> TEXT SHOWN

★ ★ ★ ★ ★

July 21, 2015
Quantum theory is one of the great achievements of 20th century science, yet physicists have struggled to find a clear boundary between our everyday world and what Albert Einstein called the “spooky” features of the quantum world, including cats that could be both alive and dead, and photons that can communicate with each other across space instantaneously.
For the past 60 years, the best guide to that boundary has been a theorem called Bell’s Inequality, but now a new paper shows that Bell’s Inequality is not the guidepost it was believed to be, which means that as the world of quantum computing brings quantum strangeness closer to our daily lives, we understand the frontiers of that world less well than scientists have thought.
In the new paper, published in the July 20 edition of Optica, University of Rochester researchers show that a classical beam of light that would be expected to obey Bell’s Inequality can fail this test in the lab, if the beam is properly prepared to have a particular feature: entanglement.
Not only does Bell’s test not serve to define the boundary, the new findings don’t push the boundary deeper into the quantum realm but do just the opposite. They show that some features of the real world must share a key ingredient of the quantum domain. This key ingredient is called entanglement, exactly the feature of quantum physics that Einstein labeled as spooky. According to Joseph Eberly, professor of physics and one of the paper’s authors, it now appears that Bell’s test only distinguishes those systems that are entangled from those that are not. It does not distinguish whether they are “classical” or quantum. In the forthcoming paper the Rochester researchers explain how entanglement can be found in something as ordinary as a beam of light.

★ ★ ★ ★ ★

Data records
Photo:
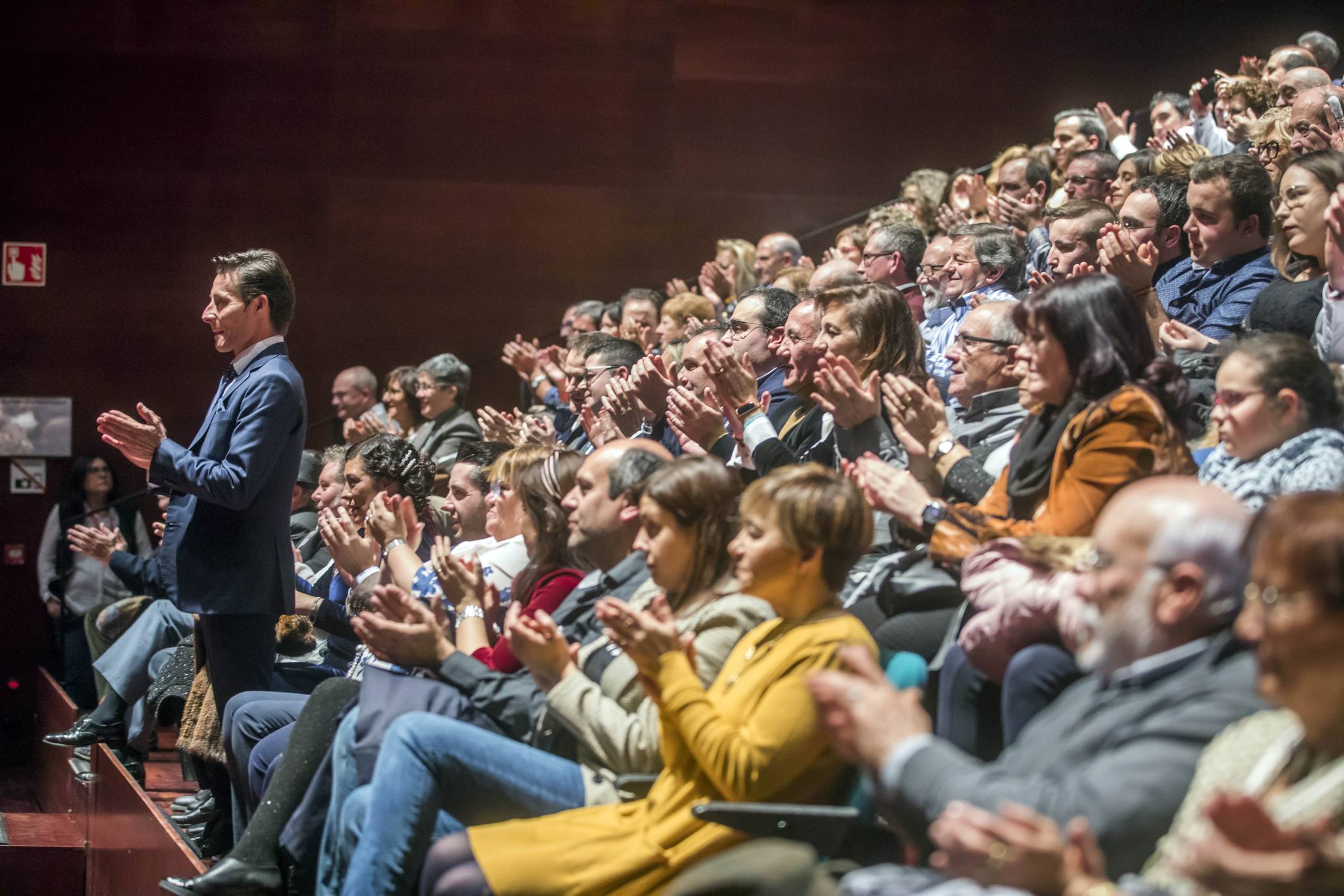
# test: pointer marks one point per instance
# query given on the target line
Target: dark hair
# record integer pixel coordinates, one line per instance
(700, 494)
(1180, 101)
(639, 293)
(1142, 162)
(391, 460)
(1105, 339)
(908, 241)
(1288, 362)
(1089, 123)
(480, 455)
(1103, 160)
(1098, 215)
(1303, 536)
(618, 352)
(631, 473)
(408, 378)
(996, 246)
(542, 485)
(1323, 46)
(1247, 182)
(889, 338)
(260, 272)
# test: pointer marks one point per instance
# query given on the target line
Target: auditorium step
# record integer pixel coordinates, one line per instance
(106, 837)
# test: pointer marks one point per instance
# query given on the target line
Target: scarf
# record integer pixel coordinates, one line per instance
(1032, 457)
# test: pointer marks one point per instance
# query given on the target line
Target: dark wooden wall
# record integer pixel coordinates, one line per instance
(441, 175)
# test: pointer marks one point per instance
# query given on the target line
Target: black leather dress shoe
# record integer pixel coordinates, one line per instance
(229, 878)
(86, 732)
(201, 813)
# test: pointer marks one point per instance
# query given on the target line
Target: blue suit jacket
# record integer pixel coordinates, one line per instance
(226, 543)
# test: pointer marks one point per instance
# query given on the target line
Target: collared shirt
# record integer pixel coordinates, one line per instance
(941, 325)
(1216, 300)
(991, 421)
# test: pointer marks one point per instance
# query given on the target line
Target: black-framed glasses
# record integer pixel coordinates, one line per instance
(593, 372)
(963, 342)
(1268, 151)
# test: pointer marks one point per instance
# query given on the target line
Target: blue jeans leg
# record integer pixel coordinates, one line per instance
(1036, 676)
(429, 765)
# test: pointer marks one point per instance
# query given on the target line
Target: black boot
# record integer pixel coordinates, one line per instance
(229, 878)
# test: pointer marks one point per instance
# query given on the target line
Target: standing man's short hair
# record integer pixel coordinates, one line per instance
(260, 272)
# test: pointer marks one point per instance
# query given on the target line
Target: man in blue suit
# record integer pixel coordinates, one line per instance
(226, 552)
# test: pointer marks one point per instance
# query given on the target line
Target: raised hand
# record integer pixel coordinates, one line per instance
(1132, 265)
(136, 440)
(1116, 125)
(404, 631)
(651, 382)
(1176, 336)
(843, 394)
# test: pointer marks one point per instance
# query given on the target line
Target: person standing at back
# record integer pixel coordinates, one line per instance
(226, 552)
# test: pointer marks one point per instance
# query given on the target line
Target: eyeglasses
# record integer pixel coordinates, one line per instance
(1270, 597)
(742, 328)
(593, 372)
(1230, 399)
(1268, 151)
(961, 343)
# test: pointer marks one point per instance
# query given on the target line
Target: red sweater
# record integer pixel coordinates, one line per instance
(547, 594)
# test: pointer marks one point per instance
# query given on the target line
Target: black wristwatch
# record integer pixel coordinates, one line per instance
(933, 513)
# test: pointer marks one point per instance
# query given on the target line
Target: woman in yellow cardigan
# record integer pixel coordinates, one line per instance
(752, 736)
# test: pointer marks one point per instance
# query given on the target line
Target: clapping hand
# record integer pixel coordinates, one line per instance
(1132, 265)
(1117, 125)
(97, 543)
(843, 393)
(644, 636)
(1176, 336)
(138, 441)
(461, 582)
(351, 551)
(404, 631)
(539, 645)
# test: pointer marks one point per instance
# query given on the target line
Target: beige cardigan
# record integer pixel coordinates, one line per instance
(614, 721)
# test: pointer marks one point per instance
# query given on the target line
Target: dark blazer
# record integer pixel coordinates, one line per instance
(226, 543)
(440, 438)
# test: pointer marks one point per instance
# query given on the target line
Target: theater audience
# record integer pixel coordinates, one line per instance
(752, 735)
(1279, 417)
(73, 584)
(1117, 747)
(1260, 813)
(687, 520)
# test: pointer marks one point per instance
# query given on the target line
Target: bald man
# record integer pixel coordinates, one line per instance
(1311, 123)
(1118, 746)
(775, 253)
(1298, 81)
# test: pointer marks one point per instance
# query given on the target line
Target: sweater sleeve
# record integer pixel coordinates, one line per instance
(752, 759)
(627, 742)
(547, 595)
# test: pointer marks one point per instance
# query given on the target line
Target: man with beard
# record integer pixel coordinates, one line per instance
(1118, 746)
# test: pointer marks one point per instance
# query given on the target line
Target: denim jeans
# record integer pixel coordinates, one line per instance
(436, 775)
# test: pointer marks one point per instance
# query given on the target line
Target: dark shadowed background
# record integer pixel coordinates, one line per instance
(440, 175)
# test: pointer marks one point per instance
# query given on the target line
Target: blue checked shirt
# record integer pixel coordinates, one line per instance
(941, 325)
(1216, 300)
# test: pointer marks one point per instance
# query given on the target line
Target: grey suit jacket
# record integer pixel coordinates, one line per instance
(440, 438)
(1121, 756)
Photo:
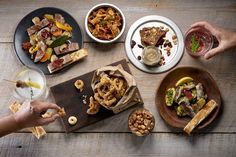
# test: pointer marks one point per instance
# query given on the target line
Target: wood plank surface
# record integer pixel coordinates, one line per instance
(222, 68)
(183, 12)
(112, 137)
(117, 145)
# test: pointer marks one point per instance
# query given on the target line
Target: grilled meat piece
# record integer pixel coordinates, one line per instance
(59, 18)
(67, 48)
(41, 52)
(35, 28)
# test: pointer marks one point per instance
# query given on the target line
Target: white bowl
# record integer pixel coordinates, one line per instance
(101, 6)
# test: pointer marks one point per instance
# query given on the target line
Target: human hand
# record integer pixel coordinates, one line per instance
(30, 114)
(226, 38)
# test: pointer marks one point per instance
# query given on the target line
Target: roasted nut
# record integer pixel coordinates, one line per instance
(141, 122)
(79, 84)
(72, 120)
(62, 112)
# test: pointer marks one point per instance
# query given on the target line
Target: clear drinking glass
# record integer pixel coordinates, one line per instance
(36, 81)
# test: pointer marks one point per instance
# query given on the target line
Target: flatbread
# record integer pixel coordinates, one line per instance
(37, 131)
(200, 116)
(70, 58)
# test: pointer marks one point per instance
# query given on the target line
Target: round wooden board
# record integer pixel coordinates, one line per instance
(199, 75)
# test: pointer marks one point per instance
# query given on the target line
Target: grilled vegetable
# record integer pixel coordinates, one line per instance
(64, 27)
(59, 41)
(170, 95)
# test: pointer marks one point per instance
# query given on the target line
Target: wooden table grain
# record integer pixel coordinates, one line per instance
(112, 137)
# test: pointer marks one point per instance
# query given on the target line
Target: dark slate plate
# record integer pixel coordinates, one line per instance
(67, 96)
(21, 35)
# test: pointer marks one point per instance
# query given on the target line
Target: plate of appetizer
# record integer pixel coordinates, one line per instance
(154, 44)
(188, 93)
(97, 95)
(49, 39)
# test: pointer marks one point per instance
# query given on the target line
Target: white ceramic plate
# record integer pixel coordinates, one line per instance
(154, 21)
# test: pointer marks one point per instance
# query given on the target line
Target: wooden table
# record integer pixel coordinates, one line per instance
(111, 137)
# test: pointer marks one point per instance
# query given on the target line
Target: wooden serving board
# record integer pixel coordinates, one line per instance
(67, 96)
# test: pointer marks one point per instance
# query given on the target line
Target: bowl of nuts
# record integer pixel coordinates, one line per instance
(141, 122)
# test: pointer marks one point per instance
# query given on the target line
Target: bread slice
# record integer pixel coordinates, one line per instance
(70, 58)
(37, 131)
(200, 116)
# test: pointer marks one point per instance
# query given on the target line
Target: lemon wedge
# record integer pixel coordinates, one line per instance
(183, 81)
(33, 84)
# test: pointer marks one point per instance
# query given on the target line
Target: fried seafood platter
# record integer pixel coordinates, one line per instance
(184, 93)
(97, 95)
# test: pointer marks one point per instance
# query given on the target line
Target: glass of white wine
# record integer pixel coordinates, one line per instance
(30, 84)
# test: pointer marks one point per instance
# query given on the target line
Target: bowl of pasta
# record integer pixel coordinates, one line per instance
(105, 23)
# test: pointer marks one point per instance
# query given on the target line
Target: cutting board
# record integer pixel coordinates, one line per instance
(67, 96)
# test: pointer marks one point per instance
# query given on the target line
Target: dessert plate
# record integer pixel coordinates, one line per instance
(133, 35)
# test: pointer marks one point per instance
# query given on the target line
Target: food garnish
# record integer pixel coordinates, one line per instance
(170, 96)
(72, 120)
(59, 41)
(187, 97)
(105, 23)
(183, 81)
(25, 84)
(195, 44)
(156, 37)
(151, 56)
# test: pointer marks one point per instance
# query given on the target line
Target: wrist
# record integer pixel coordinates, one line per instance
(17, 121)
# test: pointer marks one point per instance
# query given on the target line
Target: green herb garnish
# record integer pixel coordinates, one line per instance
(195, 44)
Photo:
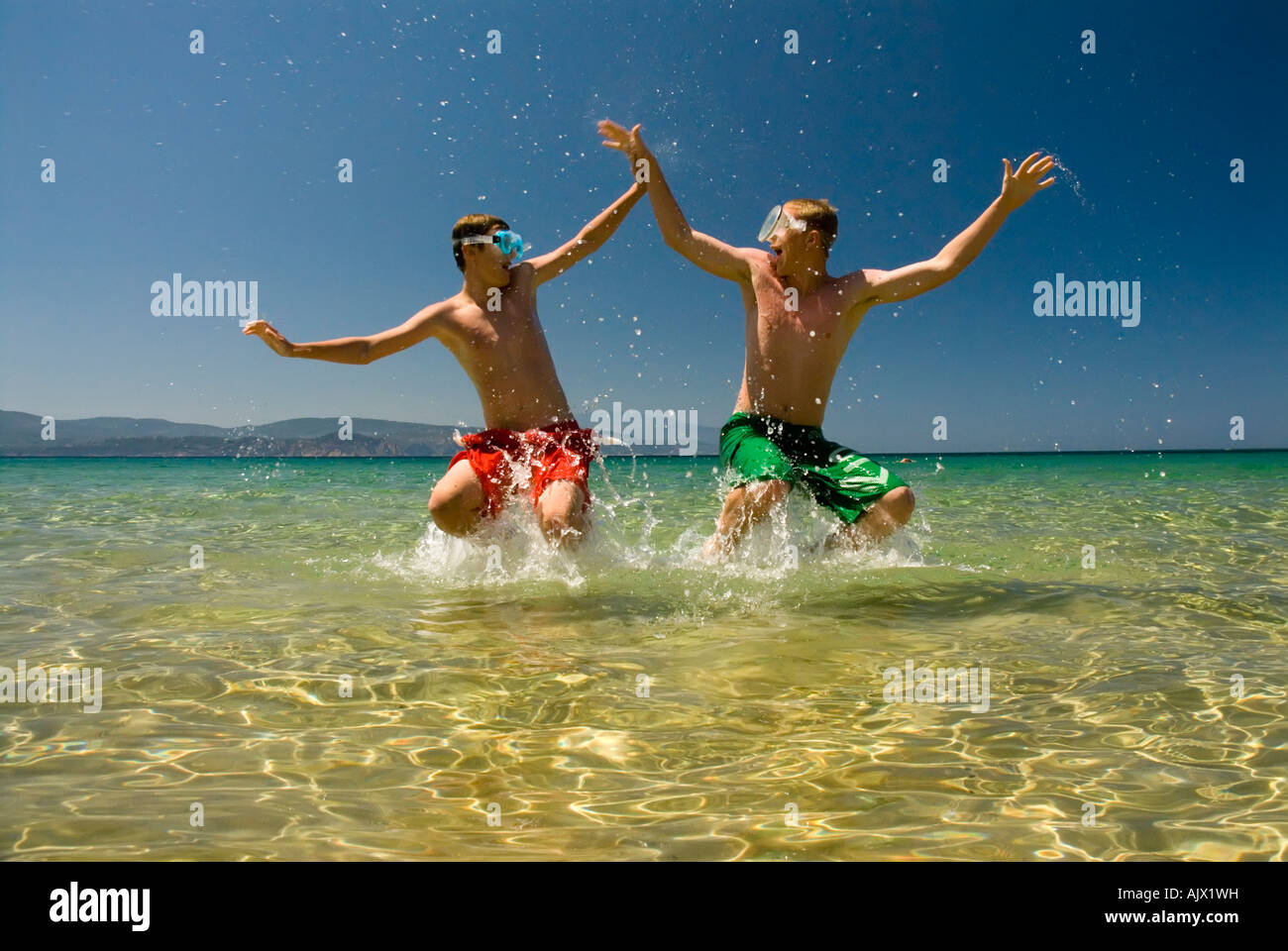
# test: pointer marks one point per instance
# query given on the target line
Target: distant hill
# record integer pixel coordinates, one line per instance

★ ★ ★ ★ ★

> WHAT THE TASK ASKS
Answer these questions using the text on Bell's Inequality above.
1. In which journal and edition did the new paper appear?
2. For how many years has Bell's Inequality been the best guide to the boundary between the everyday world and the quantum world?
3. What position does Joseph Eberly hold?

> ANSWER SECTION
1. The July 20 edition of Optica.
2. For the past 60 years.
3. He is a professor of physics and one of the paper's authors.